▶ **WORK INSTRUCTION**
Give back exactly the lines from the start of the listing to the line containing "Target: rocky cliff face", inclusive, and nothing beyond them.

▶ **PROVIDED MATERIAL**
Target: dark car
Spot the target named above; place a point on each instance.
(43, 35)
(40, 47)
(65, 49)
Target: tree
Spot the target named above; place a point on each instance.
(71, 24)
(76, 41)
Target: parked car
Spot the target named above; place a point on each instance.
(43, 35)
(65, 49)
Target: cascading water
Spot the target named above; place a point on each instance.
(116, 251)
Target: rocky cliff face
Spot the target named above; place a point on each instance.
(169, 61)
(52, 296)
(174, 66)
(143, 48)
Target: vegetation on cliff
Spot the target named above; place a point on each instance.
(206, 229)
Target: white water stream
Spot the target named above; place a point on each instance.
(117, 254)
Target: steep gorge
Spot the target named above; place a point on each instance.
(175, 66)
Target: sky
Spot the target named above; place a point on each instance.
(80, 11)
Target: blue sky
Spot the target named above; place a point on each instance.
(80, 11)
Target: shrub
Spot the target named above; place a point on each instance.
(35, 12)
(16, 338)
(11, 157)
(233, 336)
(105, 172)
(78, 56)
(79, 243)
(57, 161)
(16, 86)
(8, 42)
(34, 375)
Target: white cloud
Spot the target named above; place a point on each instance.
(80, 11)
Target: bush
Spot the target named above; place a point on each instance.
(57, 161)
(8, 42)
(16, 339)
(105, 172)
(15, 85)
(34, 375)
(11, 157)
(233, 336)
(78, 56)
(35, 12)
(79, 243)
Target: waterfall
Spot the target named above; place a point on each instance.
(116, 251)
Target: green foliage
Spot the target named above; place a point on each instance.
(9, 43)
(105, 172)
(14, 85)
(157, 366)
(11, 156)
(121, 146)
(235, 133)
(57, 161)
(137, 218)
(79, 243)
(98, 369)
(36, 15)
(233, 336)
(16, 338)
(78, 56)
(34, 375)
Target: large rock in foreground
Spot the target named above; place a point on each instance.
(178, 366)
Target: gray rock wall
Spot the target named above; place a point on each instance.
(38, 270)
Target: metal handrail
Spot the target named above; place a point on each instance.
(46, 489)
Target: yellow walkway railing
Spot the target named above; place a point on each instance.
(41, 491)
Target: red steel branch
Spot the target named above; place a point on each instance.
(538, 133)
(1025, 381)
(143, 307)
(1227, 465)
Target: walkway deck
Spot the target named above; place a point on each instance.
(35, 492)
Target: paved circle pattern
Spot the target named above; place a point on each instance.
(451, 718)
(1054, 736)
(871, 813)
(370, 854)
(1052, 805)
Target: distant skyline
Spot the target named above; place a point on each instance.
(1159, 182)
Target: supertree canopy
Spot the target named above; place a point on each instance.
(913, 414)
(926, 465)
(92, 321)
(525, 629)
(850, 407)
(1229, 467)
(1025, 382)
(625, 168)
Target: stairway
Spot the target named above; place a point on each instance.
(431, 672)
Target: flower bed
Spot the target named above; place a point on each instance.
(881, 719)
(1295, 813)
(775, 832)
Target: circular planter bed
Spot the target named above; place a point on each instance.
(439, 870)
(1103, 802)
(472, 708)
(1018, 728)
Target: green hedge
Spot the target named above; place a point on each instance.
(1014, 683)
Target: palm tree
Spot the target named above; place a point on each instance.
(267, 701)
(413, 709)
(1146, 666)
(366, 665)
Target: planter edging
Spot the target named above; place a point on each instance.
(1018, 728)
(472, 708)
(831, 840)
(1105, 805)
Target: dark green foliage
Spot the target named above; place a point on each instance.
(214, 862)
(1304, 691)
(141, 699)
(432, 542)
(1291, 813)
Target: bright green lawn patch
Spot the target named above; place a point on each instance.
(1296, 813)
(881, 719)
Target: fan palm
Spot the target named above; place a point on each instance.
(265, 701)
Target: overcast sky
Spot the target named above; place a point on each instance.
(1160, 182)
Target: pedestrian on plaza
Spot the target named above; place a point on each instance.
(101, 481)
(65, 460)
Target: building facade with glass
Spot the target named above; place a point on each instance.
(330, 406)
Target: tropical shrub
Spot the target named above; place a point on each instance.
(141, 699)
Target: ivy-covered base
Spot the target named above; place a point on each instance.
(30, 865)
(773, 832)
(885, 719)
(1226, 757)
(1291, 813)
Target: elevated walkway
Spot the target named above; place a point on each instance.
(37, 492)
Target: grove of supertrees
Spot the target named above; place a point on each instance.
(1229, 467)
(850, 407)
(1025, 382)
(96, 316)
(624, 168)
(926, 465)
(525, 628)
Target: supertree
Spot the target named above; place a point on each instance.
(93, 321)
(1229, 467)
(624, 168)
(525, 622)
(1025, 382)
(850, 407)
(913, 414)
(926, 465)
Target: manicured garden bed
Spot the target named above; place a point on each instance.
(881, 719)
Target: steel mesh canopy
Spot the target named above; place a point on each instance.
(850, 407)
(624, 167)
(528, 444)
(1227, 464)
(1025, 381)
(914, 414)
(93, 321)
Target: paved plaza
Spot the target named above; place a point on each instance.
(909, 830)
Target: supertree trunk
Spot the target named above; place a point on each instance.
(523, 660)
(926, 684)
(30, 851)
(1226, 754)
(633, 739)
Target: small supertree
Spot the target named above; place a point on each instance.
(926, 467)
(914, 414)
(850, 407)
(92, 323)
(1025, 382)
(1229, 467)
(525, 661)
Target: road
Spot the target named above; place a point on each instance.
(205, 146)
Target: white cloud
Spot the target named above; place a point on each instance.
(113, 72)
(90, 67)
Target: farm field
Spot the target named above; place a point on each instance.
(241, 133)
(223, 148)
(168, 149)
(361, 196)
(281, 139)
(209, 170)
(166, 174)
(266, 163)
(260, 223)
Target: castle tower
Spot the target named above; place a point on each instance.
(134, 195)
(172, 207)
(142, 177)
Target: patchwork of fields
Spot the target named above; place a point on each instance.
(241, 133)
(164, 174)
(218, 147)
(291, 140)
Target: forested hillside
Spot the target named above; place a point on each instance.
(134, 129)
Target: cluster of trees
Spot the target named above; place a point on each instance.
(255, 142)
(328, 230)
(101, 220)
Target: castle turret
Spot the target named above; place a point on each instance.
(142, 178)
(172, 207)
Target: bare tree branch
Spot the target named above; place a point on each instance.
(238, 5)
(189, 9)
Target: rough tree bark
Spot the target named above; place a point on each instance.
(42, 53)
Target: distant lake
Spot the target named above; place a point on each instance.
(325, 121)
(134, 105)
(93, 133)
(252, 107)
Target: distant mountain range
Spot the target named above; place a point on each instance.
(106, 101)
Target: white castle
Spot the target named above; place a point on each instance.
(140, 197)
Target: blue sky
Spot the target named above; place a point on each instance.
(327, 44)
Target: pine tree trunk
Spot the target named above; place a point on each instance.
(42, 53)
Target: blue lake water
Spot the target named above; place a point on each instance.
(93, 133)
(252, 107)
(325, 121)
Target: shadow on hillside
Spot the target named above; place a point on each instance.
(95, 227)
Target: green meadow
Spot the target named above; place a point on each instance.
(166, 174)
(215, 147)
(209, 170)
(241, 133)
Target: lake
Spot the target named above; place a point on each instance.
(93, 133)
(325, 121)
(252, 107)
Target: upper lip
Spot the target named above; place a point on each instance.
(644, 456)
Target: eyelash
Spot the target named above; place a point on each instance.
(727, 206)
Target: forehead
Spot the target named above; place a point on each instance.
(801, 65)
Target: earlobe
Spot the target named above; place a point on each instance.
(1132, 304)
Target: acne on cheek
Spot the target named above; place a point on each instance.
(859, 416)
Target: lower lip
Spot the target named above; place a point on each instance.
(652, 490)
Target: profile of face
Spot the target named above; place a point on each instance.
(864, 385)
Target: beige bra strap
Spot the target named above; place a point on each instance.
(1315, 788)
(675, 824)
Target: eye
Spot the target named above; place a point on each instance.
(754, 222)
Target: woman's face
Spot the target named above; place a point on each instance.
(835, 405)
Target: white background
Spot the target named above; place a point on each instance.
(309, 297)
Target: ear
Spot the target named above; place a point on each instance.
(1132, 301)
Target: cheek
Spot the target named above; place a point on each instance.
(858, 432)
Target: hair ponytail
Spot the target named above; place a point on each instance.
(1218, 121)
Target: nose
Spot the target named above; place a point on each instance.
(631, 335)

▶ **REPLY**
Target: dark car
Spot the target named above; place a point on each instance.
(43, 35)
(40, 47)
(65, 49)
Target: tree
Spot the target named above; place a point on each instance.
(71, 24)
(76, 41)
Target: parked car
Spot the target named above; place a point on each instance.
(43, 35)
(65, 49)
Target: cascading water
Spot the target named above; place a point on each instance.
(116, 251)
Target: rocky cliff face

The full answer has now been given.